→ **YOUR INSTRUCTIONS**: Count the lines in the records below that contain the string "parked" with matching case, and reply with that number alone.

■ ■ ■ ■

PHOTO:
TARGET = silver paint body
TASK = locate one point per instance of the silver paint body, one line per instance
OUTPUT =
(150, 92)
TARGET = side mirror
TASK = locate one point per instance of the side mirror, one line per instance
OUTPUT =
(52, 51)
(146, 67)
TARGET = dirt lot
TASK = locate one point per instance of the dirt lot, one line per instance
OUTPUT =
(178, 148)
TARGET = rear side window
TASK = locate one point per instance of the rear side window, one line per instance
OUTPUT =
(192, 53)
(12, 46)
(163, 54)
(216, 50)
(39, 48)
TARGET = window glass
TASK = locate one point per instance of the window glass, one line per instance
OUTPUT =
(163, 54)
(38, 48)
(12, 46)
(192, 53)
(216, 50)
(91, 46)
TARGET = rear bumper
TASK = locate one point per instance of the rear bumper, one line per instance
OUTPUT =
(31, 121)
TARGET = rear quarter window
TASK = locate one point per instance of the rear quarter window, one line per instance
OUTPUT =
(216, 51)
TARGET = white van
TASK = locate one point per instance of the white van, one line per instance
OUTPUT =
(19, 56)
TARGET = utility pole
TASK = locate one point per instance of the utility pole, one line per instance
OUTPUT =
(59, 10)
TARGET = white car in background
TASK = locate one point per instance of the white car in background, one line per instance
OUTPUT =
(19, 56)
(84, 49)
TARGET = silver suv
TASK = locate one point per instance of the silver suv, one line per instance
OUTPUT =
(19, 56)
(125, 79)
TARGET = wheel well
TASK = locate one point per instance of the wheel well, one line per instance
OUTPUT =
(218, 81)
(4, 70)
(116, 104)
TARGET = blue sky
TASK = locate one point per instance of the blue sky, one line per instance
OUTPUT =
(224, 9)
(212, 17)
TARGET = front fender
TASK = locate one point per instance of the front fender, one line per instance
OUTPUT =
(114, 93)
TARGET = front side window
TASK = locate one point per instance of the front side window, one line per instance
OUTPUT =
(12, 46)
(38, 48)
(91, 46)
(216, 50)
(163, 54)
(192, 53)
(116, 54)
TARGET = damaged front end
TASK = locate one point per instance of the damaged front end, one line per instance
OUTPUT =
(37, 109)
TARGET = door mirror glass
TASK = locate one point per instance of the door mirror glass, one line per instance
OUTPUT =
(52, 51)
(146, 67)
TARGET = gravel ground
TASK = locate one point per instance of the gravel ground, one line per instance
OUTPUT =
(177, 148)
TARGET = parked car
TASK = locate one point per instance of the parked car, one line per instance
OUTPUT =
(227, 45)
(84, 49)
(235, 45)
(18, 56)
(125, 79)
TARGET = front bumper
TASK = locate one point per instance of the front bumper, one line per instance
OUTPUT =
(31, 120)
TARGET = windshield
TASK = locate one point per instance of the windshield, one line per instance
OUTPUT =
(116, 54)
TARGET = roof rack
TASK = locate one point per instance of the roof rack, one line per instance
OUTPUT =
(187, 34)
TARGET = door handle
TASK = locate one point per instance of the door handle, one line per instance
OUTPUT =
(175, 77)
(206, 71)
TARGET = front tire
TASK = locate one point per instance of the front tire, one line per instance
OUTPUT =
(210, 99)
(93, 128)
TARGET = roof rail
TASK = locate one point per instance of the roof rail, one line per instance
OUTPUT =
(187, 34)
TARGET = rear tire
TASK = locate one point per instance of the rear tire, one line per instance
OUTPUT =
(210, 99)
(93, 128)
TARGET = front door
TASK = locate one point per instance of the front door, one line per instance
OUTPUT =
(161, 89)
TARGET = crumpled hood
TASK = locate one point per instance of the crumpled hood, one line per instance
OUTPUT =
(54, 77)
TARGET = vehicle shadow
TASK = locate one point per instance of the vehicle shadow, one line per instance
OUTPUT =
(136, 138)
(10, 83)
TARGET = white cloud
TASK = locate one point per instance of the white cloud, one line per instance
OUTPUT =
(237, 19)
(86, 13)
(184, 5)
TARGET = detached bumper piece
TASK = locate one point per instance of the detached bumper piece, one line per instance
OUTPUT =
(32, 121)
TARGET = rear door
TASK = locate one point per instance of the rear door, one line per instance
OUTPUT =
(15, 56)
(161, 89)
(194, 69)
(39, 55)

■ ■ ■ ■

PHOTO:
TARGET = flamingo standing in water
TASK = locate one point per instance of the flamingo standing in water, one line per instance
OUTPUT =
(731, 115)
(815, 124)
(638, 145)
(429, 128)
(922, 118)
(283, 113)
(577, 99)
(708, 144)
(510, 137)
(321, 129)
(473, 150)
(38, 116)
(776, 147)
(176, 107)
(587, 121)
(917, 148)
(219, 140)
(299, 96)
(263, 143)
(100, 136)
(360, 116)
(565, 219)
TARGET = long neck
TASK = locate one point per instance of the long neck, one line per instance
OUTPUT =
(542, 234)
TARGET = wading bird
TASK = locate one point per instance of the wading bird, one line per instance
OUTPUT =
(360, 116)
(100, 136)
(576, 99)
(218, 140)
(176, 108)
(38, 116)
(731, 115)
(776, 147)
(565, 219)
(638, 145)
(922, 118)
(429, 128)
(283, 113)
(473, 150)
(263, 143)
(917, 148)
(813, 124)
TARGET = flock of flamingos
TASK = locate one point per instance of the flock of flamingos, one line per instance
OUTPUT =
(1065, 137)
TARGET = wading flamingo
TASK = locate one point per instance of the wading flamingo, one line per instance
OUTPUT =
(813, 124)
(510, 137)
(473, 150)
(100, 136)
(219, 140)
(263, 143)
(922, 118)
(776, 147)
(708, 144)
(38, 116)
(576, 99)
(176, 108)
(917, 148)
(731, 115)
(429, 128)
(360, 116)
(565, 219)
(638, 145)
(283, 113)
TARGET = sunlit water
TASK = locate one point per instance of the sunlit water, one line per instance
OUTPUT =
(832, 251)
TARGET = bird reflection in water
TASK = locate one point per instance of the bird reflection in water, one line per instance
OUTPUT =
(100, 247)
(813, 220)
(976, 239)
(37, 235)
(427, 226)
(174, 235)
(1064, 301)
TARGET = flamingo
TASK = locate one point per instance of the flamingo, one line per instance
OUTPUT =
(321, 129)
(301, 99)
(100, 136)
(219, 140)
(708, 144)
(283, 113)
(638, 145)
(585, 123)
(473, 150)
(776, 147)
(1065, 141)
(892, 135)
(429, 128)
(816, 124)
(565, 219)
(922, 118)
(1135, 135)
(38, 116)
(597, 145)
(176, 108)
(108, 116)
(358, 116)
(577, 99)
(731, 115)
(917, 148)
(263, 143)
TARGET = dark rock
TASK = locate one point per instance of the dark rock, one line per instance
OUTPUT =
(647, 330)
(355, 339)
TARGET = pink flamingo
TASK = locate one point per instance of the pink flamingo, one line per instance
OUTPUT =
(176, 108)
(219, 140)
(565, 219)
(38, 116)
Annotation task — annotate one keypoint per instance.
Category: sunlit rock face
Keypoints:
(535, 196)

■ ■ ■ ■

→ **ANSWER TO THE PROBLEM**: 2